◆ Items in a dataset
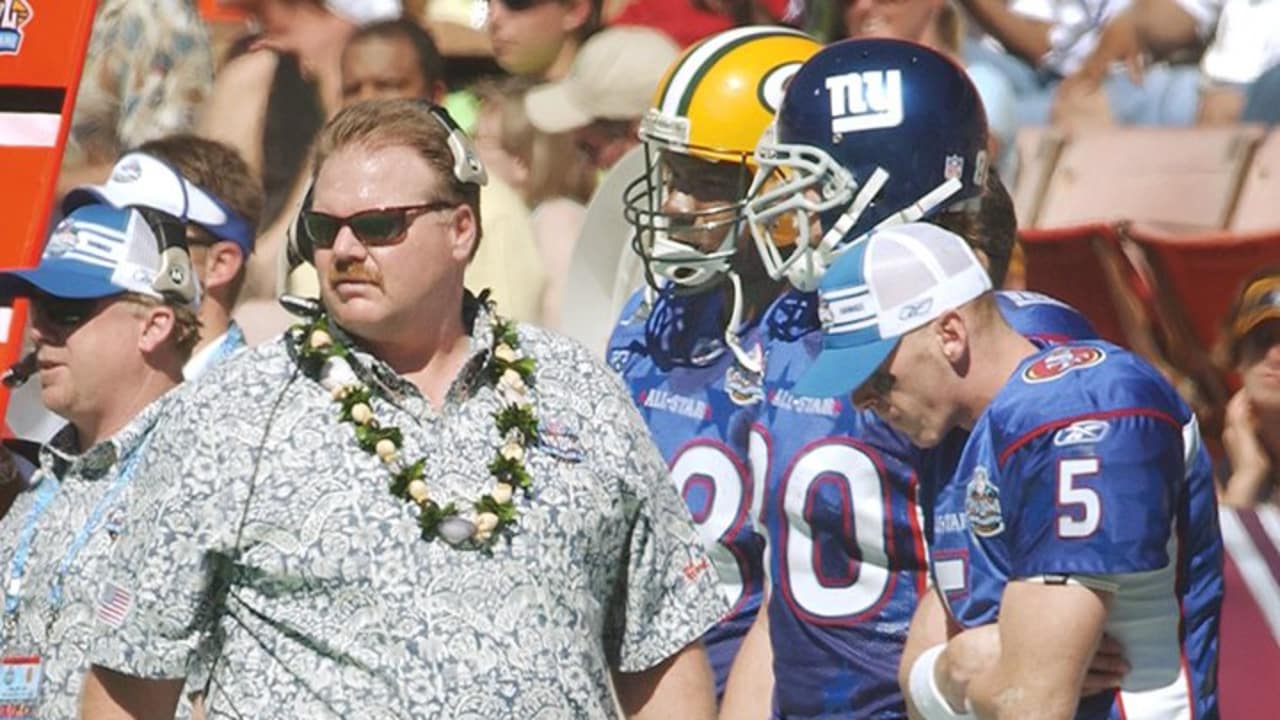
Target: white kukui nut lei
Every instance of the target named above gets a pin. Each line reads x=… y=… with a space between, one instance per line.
x=328 y=360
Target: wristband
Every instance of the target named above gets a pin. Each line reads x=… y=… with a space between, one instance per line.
x=924 y=689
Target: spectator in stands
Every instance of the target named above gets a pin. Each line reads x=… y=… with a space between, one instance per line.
x=547 y=171
x=269 y=103
x=540 y=37
x=209 y=186
x=1059 y=58
x=113 y=324
x=397 y=59
x=604 y=94
x=690 y=21
x=937 y=24
x=147 y=69
x=600 y=101
x=1251 y=433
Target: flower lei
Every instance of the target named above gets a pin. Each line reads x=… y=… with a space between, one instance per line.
x=507 y=370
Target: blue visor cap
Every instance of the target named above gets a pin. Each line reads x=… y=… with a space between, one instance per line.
x=96 y=251
x=851 y=343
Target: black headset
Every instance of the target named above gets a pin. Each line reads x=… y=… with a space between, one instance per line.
x=467 y=169
x=176 y=279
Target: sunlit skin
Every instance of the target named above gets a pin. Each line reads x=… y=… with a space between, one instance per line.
x=81 y=368
x=380 y=294
x=382 y=68
x=538 y=40
x=1260 y=365
x=917 y=404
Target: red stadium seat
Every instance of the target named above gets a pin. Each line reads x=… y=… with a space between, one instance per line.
x=1178 y=177
x=1200 y=274
x=1084 y=265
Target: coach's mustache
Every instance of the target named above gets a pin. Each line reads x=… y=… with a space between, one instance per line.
x=353 y=272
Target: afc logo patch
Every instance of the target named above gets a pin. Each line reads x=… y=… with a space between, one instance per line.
x=1061 y=361
x=982 y=505
x=865 y=100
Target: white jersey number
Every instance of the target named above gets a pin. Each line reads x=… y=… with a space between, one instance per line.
x=722 y=493
x=863 y=516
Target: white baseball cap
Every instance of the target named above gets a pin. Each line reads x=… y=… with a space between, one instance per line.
x=882 y=287
x=613 y=77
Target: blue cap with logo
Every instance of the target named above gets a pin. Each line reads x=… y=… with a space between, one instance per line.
x=881 y=288
x=141 y=180
x=96 y=251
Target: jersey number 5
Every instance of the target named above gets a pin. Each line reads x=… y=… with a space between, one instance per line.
x=1079 y=507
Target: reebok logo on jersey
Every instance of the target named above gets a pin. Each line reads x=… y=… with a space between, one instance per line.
x=1082 y=432
x=982 y=505
x=1061 y=361
x=865 y=100
x=668 y=401
x=785 y=400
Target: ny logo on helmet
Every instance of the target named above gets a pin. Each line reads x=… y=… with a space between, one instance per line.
x=865 y=100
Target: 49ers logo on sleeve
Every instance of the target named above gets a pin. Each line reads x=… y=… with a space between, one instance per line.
x=1061 y=361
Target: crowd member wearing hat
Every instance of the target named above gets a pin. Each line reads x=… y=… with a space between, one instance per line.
x=113 y=323
x=1083 y=492
x=208 y=186
x=1252 y=427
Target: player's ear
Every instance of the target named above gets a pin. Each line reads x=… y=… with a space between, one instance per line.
x=952 y=336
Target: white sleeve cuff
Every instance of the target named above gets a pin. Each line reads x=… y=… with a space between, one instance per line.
x=924 y=691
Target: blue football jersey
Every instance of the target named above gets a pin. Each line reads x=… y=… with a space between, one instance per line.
x=698 y=401
x=846 y=551
x=1088 y=465
x=1034 y=315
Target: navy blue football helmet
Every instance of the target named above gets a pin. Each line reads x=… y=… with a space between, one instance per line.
x=871 y=132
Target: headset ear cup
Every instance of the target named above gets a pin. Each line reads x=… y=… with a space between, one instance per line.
x=176 y=277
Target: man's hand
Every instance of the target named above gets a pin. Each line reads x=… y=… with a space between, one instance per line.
x=968 y=655
x=1251 y=465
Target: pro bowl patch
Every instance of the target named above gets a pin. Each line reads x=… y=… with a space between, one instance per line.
x=1063 y=360
x=982 y=505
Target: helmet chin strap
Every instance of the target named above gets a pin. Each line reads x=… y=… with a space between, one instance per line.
x=924 y=205
x=731 y=340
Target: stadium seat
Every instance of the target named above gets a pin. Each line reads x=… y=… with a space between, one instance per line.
x=1037 y=150
x=1184 y=178
x=1084 y=265
x=1258 y=204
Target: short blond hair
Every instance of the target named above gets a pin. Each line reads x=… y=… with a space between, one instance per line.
x=375 y=124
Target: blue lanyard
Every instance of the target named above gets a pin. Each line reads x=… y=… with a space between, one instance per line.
x=45 y=495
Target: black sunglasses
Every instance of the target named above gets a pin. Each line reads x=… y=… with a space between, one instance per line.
x=65 y=313
x=519 y=5
x=379 y=226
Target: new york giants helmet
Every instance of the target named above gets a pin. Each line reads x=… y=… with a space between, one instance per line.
x=871 y=132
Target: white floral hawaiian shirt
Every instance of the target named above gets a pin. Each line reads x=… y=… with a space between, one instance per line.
x=270 y=550
x=73 y=490
x=147 y=69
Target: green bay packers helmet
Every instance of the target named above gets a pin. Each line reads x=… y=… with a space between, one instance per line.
x=709 y=112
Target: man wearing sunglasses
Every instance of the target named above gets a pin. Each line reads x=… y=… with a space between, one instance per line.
x=206 y=185
x=321 y=561
x=1251 y=346
x=1083 y=495
x=109 y=347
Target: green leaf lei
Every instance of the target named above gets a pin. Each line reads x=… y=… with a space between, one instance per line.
x=507 y=370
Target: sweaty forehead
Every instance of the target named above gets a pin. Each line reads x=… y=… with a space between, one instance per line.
x=359 y=177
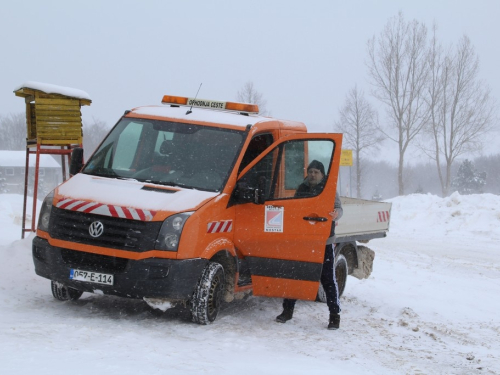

◆ Task requirements
Quote every line of the listing above verbatim, leaving out the pictures.

◆ The response
Target: white kukui nut lei
Every instance of the target named above gets a pin. Each line reads x=… y=… with a space between, one instance per line.
x=328 y=360
Target: wristband
Every instance of the target named above gets a pin. Each line reads x=… y=… with a space between, one instance per line.
x=924 y=689
Target: spectator in stands
Every instance of the target named above gets a pin. Each line reads x=… y=… with a space between, one instance per line.
x=547 y=171
x=269 y=103
x=540 y=37
x=209 y=186
x=1059 y=58
x=113 y=324
x=397 y=59
x=604 y=94
x=690 y=21
x=937 y=24
x=147 y=69
x=600 y=101
x=1251 y=433
Target: flower lei
Every instance of the target named above gets a pin. Each line reads x=… y=… with a space between, one instance per line.
x=507 y=370
Target: blue visor cap
Every instance of the target named above gets a pin. Each line reads x=… y=… with a space between, one instance per line.
x=96 y=251
x=851 y=343
Target: black headset
Every instance of the target named above gets a pin. Each line reads x=… y=… with a space between, one instance per line.
x=467 y=169
x=176 y=279
Target: sunlit skin
Every instance of the target named above gets a pin. Each line reads x=… y=… with a space between, one instance per line.
x=81 y=368
x=380 y=294
x=382 y=68
x=538 y=40
x=1260 y=365
x=917 y=404
Target: red stadium seat
Every instance of the target named above gets a pin. Each line reads x=… y=… with a space between, one instance per line.
x=1178 y=177
x=1200 y=274
x=1084 y=265
Target: coach's mustache
Every instance of the target named above gets a pin. Each line reads x=… y=… with a space between, one instance per line.
x=353 y=272
Target: afc logo patch
Every instance of the target named above gets a pin. Each line reads x=… y=… with a space between, one instance per line.
x=1061 y=361
x=982 y=505
x=865 y=100
Target: white jersey number
Every instance of the target named above gets a pin. Each line reads x=… y=… with a space between, one instance per line.
x=722 y=493
x=863 y=516
Target: white baseball cap
Every instance of the target named above gets a pin. Each line reads x=… y=… with a space between, one instance per line.
x=882 y=287
x=613 y=77
Target: blue cap with logo
Every instance of the target named above gets a pin. Each line reads x=… y=… with a space between, one instance per line.
x=881 y=288
x=141 y=180
x=96 y=251
Target: jersey number 5
Every instance of the target named above gets a pin. Each line reads x=… y=… with a space between, one instance per line.
x=1079 y=507
Target: reebok logo on jersey
Every instance of the target named above gets a pin. Each line reads x=… y=… with a space between, one instance per line.
x=1082 y=432
x=982 y=505
x=1061 y=361
x=865 y=100
x=668 y=401
x=785 y=400
Target: ny logo on helmet
Every instance of the target named above gets a pin. Each line reads x=… y=… with a space between, one instance per line.
x=865 y=100
Target: 49ers logo on sleeve
Every instance of the target named above gets a pin. Each line reads x=… y=… with a space between, one instance per line.
x=1061 y=361
Target: crowd member wearing hat
Every instance of the target named above gets a pin. Each line reads x=… y=… with a space between, one instance per line.
x=113 y=323
x=1083 y=492
x=208 y=186
x=1252 y=427
Target: player's ear
Every instance of the target named above gets a pin. Each line reads x=… y=… with a space between, one instance per line.
x=952 y=336
Target: white sleeve cuff
Every instance of the target named above gets a pin. Each line reads x=… y=… with a space between, one instance per line.
x=924 y=691
Target: blue football jersey
Every instance of the target named above gets a pin. Each line reads x=… y=… with a space between, one instance per line.
x=698 y=401
x=846 y=551
x=1088 y=465
x=1034 y=315
Target: navy blue football helmet
Every instance of the target named above gets a pin. Each line reads x=… y=… with a space between, one instance per line.
x=871 y=132
Target: headset ear cup
Every instance of the target named above gets a pin. Each line reads x=… y=… with a space between, one instance per line.
x=176 y=277
Target: man's hand
Every instance of the target named above gets a pin. Each line reads x=… y=… with a space between, one instance per line.
x=968 y=655
x=1251 y=465
Target: pro bowl patch
Every instance of the target named above gets a pin. Each line reads x=… y=… with a space between, one instance per line.
x=1063 y=360
x=982 y=505
Target: helmet chin strap
Every instance of the target named above gets a pin. Each line reads x=… y=… with a space between, one instance per line.
x=924 y=205
x=731 y=340
Target: stadium seat
Every instance of the target named above gets a pin. Each line reads x=… y=… with a space between, one instance per line.
x=1037 y=150
x=1184 y=178
x=1084 y=265
x=1258 y=204
Target: short blond hair
Every instance of the target named above gets a pin. Each line reads x=… y=… with a space between, one instance per line.
x=375 y=124
Target: blue lanyard
Every instance of the target named above gets a pin. Each line reads x=… y=… with a space between, one instance per line.
x=45 y=495
Target: black sunglasses
Every instance of the target named above gets a pin. Each line reads x=… y=… with a space between, one instance per line.
x=65 y=313
x=519 y=5
x=379 y=226
Target: new york giants helmet
Every instance of the target named above gets a pin. Each line reads x=… y=… with a space between, one instance per line.
x=871 y=132
Target: white floral hawaiian shirt
Every instance of the target named above gets a pin. Each line reads x=… y=… with a space between, one instance per line.
x=270 y=550
x=73 y=490
x=147 y=69
Target: green bay packers helmet
Every instance of the target named above gets a pin. Each line reads x=… y=… with a space between, one instance per line.
x=709 y=112
Target: man wearing sunglasses
Every instance of the target named above gets a pin. Each line reads x=… y=… with a space between, one instance per line.
x=206 y=185
x=321 y=561
x=1251 y=346
x=1083 y=495
x=109 y=347
Target: green leaf lei
Every instance of the target named above gets a pin. Each line reads x=… y=… with a space between, one instance per line.
x=507 y=370
Target: sweaty forehead
Every instance of the target named above gets a pin. Each line reads x=… y=… with a space between, one instance per line.
x=359 y=177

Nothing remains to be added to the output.